● **WHAT YOU WILL DO**: Reproduce every line of the records below verbatim, omitting the pictures.

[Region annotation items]
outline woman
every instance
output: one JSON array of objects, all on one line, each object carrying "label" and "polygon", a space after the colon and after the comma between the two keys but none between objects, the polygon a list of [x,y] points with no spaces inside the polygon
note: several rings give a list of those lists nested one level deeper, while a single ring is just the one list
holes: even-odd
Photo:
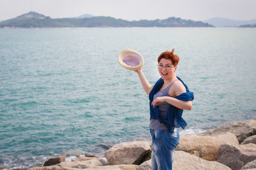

● **SOLUTION**:
outline woman
every instance
output: one JSON array of objects, all on one line, each object carrying "label" and "polygon", a space after the colon and after the comma between the two keys but none between objects, the polygon a list of [x,y] points with no spaces inside the polygon
note: several rings give a list of those lists nested one level deeper, while a single ring is just the one list
holes: even-odd
Photo:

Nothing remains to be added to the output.